• [EXERCISE REQUIREMENTS]
a: Answer each question from the text on working with S3 buckets, one per line: (i) What does the text say `boto3` is? (ii) Which operations with S3 buckets does the notebook cover? (iii) In what environment are the examples meant to be run?
b: Extend the text on working with S3 buckets, starting after its final sentence.

• [QUOTED PASSAGE]
** START **

# Working with S3 Buckets

`boto3` is an SDK for working with AWS services in Python. This notebook explores ways to perform simple operations with the Amazon S3 cloud storage service. These operations involve creating and deleting S3 buckets and uploading and downloading files from them. There is much more to `boto3` than this, as you can find out in the <a href="https://boto3.amazonaws.com/v1/documentation/api/latest/index.html">`boto3` documentation</a>.

This notebook follows loosely some of the examples on <a href="https://boto3.amazonaws.com/v1/documentation/api/latest/guide/s3-example-creating-buckets.html">this AWS documentation page</a> and on the pages thereafter.

The examples are geared mainly to <a href="https://aws.amazon.com/sagemaker/">SageMaker</a> users, but should be useful more broadly as well. They are meant to be run in a SageMaker Jupyter notebook instance.

** END **

• [PROVIDED MATERIAL]
** START **

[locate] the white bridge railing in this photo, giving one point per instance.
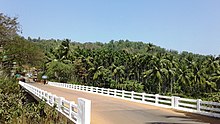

** END **

• [ANSWER SET]
a:
(i) An SDK for working with AWS services in Python.
(ii) Creating and deleting S3 buckets, and uploading and downloading files from them.
(iii) A SageMaker Jupyter notebook instance.

b:
## Module Imports

In [1]:
import logging
import boto3
from botocore.exceptions import ClientError

## Creating a Bucket


In [2]:
def create_bucket(bucket_name, region=None):
    """Create an S3 bucket in a specified region
    If a region is not specified, the bucket is created in the S3 default
    region (us-east-1).
    :param bucket_name: Name of the bucket to create
    :param region: String region to create bucket in, e.g., 'us-west-2'
    :return: True if bucket created, else False
    """

    # Create bucket
    try:
        if region is None:
            s3_client = boto3.client('s3')
            s3_client.create_bucket(Bucket=bucket_name)
        else:
            s3_client = boto3.client('s3', region_name=region)
            location = {'LocationConstraint': region}
            s3_client.create_bucket(Bucket=bucket_name,
                                    CreateBucketConfiguration=location)
    except ClientError as e:
        logging.error(e)
        return False
    return True

A bucket-creation routine for SageMaker-accessible buckets and with Duke in its name, to promote consistent bucket naming conventions. We use our AWS region, `us-east-2` (Ohio), as the value for the `region` argument, since our resources are located there.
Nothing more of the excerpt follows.